Instructions for the task: Please reproduce the full listing exactly, with nothing added.

Records for this exercise:
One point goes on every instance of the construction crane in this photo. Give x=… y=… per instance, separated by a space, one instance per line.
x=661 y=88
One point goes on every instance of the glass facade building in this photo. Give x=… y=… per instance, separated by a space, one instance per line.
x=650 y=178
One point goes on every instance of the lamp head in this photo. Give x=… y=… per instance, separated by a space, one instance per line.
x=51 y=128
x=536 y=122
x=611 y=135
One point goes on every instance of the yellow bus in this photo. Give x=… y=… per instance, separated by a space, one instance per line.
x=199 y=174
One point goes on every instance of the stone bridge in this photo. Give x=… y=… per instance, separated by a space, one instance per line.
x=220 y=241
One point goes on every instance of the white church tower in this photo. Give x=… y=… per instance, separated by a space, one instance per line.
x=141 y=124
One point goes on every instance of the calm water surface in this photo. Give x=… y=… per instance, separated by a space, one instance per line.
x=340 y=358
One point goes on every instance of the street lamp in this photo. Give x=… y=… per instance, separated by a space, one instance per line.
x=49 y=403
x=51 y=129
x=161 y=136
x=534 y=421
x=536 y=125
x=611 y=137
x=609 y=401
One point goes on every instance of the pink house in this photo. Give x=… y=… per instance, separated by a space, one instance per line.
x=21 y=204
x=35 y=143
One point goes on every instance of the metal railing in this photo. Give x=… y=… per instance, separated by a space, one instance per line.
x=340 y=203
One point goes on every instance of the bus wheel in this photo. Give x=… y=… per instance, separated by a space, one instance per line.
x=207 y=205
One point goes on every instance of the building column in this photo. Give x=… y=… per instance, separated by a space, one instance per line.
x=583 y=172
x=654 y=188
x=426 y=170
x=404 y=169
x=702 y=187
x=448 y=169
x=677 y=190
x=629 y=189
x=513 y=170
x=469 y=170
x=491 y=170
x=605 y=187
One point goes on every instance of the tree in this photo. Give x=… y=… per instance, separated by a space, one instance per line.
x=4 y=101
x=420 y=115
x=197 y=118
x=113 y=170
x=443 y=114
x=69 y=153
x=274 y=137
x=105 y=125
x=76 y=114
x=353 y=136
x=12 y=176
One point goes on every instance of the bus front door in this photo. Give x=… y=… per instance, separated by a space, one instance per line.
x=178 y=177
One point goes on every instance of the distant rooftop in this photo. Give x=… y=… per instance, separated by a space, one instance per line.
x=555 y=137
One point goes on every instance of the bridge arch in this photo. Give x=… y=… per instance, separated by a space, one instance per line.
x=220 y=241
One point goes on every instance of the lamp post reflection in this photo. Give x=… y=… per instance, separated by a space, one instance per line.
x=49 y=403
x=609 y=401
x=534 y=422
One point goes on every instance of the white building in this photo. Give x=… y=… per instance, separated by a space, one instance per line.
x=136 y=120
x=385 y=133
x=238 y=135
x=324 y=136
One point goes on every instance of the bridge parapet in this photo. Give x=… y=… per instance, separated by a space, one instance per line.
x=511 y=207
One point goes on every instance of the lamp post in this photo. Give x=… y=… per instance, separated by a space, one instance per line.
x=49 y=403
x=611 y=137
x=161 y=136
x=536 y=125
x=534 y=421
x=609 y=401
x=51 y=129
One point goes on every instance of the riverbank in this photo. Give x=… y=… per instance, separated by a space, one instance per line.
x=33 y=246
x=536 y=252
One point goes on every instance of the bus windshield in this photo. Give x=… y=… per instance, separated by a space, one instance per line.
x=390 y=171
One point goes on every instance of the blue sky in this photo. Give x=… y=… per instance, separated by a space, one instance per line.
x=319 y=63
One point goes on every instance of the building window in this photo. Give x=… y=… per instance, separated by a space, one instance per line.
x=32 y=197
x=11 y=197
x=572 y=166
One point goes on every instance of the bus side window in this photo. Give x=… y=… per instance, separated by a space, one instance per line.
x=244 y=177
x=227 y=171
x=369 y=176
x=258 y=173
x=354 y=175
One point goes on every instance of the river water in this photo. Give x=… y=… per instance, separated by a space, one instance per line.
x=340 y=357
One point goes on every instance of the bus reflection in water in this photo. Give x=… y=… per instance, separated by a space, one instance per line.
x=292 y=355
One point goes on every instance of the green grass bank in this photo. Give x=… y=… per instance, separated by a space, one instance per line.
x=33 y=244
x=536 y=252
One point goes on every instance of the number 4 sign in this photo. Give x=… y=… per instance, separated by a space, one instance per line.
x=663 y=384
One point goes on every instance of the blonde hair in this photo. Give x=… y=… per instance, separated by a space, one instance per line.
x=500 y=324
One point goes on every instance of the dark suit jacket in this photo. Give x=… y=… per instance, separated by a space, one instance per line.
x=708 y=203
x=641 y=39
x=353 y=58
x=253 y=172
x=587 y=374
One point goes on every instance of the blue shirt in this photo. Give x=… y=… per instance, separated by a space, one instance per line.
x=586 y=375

Solution:
One point goes on every instance of the construction crane in this photo. Give x=… y=… per instance, separated by a space, one instance per line.
x=661 y=88
One point goes on every instance of the glass facade building in this photo. Give x=… y=… per instance, separated by a space, one instance per line.
x=650 y=178
One point goes on every instance of the lamp head in this photo. Give x=… y=… per instance, separated by a space, one instance per line.
x=51 y=128
x=536 y=122
x=611 y=135
One point goes on every instance of the yellow bus in this photo. Give x=… y=… per instance, separated by a space, one instance per line.
x=199 y=174
One point goes on every instance of the stone bridge in this photo. Give x=… y=… per instance, separated by a space, one instance per line.
x=220 y=241
One point goes on every instance of the white church tower in this photo. Give x=… y=… per instance, separated by a space, one instance per line.
x=141 y=124
One point goes on every instance of the calm water surface in this photo. Give x=… y=… per instance, separated by a space, one instance per line.
x=340 y=358
One point goes on every instance of the street lamp in this photo. Give x=… y=… per instance, separated by a space, one instance per line.
x=49 y=403
x=51 y=129
x=161 y=136
x=534 y=421
x=536 y=125
x=611 y=137
x=609 y=401
One point goes on every instance of the pink house in this photo. Give x=… y=… per instance, separated by a space, one instance per line.
x=21 y=204
x=35 y=143
One point goes on every instance of the metal railing in this photo. Give x=… y=… per instance, separated by a space, one instance per line.
x=340 y=203
One point goes on every instance of the bus wheel in this photo. Give x=… y=… per instance, separated by a space, one instance per line.
x=207 y=205
One point goes on every instance of the building column in this photo. Give x=… y=… per instance, separated by a space, one instance per line.
x=583 y=172
x=654 y=188
x=426 y=170
x=404 y=169
x=702 y=187
x=448 y=169
x=677 y=190
x=629 y=189
x=513 y=170
x=469 y=170
x=491 y=170
x=605 y=187
One point goes on every instance of the tree in this photo. Give x=… y=… per instance, separated by a space, one instance per line.
x=4 y=101
x=420 y=115
x=197 y=118
x=113 y=170
x=443 y=114
x=69 y=153
x=274 y=137
x=105 y=125
x=76 y=114
x=353 y=136
x=12 y=176
One point goes on every instance of the bus front door in this photo. Give x=… y=… per instance, separated by a space, one instance per line.
x=178 y=177
One point goes on every instance of the distant rooftop in this photo. Give x=… y=… per instance, separated by a space, one instance per line.
x=555 y=137
One point goes on every instance of the bridge arch in this photo. Give x=… y=… per instance, separated by a space, one instance per line.
x=220 y=241
One point goes on every instance of the lamp post reflection in this photo. Give x=… y=… per instance, separated by a space, one instance per line.
x=49 y=403
x=609 y=401
x=534 y=422
One point goes on every instance of the white building in this photo. Give x=… y=… per instance, separated by a space, one instance per line.
x=136 y=120
x=385 y=133
x=238 y=135
x=324 y=136
One point goes on every instance of the bridge parapet in this photo. Give x=… y=… per instance, separated by a space, one instance per line.
x=511 y=207
One point goes on every instance of the lamp post in this photo. Give x=… y=… per instance, separated by a space, one instance per line.
x=49 y=403
x=611 y=137
x=161 y=136
x=536 y=125
x=534 y=421
x=609 y=401
x=51 y=129
One point goes on every instance of the riverbank in this photo. Give x=… y=… per instance, separated by a space, one instance per line.
x=33 y=246
x=536 y=252
One point goes on every instance of the bus windshield in this photo. Give x=… y=… per instance, separated by a space, one instance per line.
x=390 y=171
One point goes on every instance of the blue sky in this photo. Give x=… y=… per instance, separated by a space, one instance per line.
x=319 y=63
One point goes on every instance of the building window in this photo. Give x=… y=… per instance, separated by a space, one instance per line.
x=32 y=197
x=11 y=197
x=572 y=166
One point goes on every instance of the bus side window in this photo. Give x=… y=… per instance, separated by a space, one instance per line.
x=244 y=177
x=227 y=171
x=369 y=176
x=258 y=173
x=354 y=175
One point goes on every instance of the river water in this photo. Give x=… y=… per instance, separated by a space, one instance per line.
x=340 y=357
One point goes on every instance of the bus reflection in water in this photo. Give x=… y=… per instance, separated by a space, one instance per line.
x=292 y=355
One point goes on every instance of the green grass bank in this photo. Give x=… y=… per instance, separated by a space, one instance per line.
x=33 y=244
x=536 y=252
One point goes on every instance of the number 4 sign in this photo. Give x=… y=… per instance, separated by a space, one instance per line.
x=663 y=384
One point goes on every instance of the blonde hair in this photo. Give x=… y=… per instance, separated by a space, one instance per line.
x=500 y=324
One point goes on every instance of the dark suit jacket in this photo. Give x=… y=… per instance, separated by a space, one instance per line.
x=708 y=203
x=641 y=39
x=353 y=58
x=253 y=172
x=587 y=374
One point goes on every instance of the blue shirt in this photo. Give x=… y=… per instance, separated by a space, one instance per line.
x=586 y=375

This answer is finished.